-- Document section follows --
The terms enforced by the Great Powers were:
- All European territory of the Ottoman Empire west of the line between Enos on the Aegean Sea and Midia on the Black Sea was ceded to the Balkan League, except Albania.
- His Majesty the Emperor of the Ottomans declares that he cedes to their Majesties the Allied Sovereigns the island of Crete and that he renounces in their favour all rights of sovereignty and all other rights which he possessed in that island.
- The borders of Albania and all other questions concerning Albania were to be settled by the Great Powers.

However, the division of the territories ceded to the Balkan League was not addressed in the Treaty, and Serbia refused to carry out the division agreed with Bulgaria in their treaty of March 1912. As a result of Bulgarian dissatisfaction with the de facto military division of Macedonia, the Second Balkan War broke out between the combatants on 16 June 1913. The Bulgarians were defeated, and the Ottomans made some gains west of the Enos-Midia line. A final peace was agreed at the Treaty of Bucharest on 12 August 1913. A separate treaty, the Treaty of Constantinople, was concluded between the Bulgarians and Turks, largely defining the modern-day borders between the two countries.

==Perceptions==
The delineation of the exact boundaries of the Albanian state under the Protocol of Florence (17 December 1913) was highly unpopular among the Greek population of southern Albania. They rebelled and declared the Autonomous Republic of Northern Epirus. This was internationally recognised as an autonomous region inside Albania under the terms of the Protocol of Corfu.

Albanians have tended to regard the Treaty as an injustice imposed by the Great Powers, as roughly half of the predominantly Albanian territories and 30–50% of the population were left outside the new country's borders.
-- Document section concluded --
-- Listed entries follows --
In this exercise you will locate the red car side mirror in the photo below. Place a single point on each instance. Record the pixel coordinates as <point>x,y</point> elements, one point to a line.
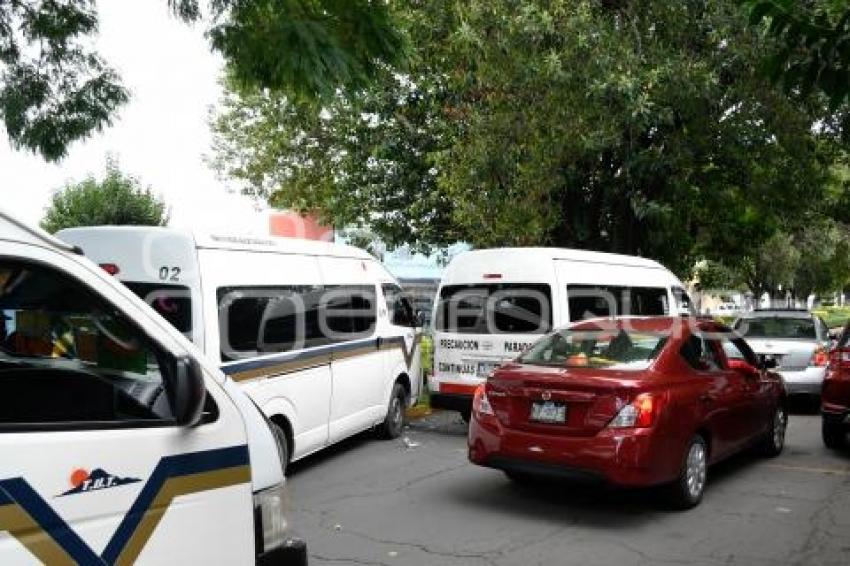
<point>743,367</point>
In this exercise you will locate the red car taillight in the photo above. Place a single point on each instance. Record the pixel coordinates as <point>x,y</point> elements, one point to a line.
<point>480,404</point>
<point>820,358</point>
<point>640,413</point>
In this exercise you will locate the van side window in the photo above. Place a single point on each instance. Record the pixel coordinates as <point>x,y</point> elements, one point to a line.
<point>263,320</point>
<point>590,301</point>
<point>399,309</point>
<point>497,308</point>
<point>68,358</point>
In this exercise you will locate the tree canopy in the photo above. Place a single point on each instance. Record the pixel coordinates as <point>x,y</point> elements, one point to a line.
<point>117,199</point>
<point>641,127</point>
<point>55,88</point>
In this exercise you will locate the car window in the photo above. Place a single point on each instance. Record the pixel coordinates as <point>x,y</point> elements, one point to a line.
<point>498,308</point>
<point>700,353</point>
<point>737,349</point>
<point>613,349</point>
<point>777,327</point>
<point>399,308</point>
<point>69,357</point>
<point>591,301</point>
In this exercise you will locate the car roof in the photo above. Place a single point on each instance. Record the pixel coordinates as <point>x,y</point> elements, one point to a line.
<point>778,313</point>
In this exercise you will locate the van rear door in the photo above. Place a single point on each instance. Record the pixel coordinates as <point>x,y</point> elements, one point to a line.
<point>95,469</point>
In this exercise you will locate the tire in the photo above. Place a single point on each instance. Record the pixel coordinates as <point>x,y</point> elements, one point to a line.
<point>774,441</point>
<point>283,445</point>
<point>834,435</point>
<point>394,421</point>
<point>687,491</point>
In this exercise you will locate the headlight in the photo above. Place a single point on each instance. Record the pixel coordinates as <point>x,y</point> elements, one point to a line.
<point>269,518</point>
-- Listed entries concluded --
_What you will do_
1. Rewrite the treaty passage from the words "- The borders" through "the two countries.", changing "Treaty of Bucharest" to "Peace of Bucharest".
2. Using the treaty passage, decide whether each statement agrees with it. For each, answer yes or no and quote the words that decide it. (a) Serbia carried out the division agreed with Bulgaria in their treaty of March 1912. (b) The Second Balkan War broke out on 16 June 1913. (c) The Autonomous Republic of Northern Epirus was recognized as an independent state under the Protocol of Corfu.

_Answers to the tasks_
1.
- The borders of Albania and all other questions concerning Albania were to be settled by the Great Powers.

However, the division of the territories ceded to the Balkan League was not addressed in the Treaty, and Serbia refused to carry out the division agreed with Bulgaria in their treaty of March 1912. As a result of Bulgarian dissatisfaction with the de facto military division of Macedonia, the Second Balkan War broke out between the combatants on 16 June 1913. The Bulgarians were defeated, and the Ottomans made some gains west of the Enos-Midia line. A final peace was agreed at the Peace of Bucharest on 12 August 1913. A separate treaty, the Treaty of Constantinople, was concluded between the Bulgarians and Turks, largely defining the modern-day borders between the two countries.

2.
(a) No: "Serbia refused to carry out the division agreed with Bulgaria in their treaty of March 1912"
(b) Yes: "the Second Balkan War broke out between the combatants on 16 June 1913"
(c) No: "This was internationally recognised as an autonomous region inside Albania under the terms of the Protocol of Corfu"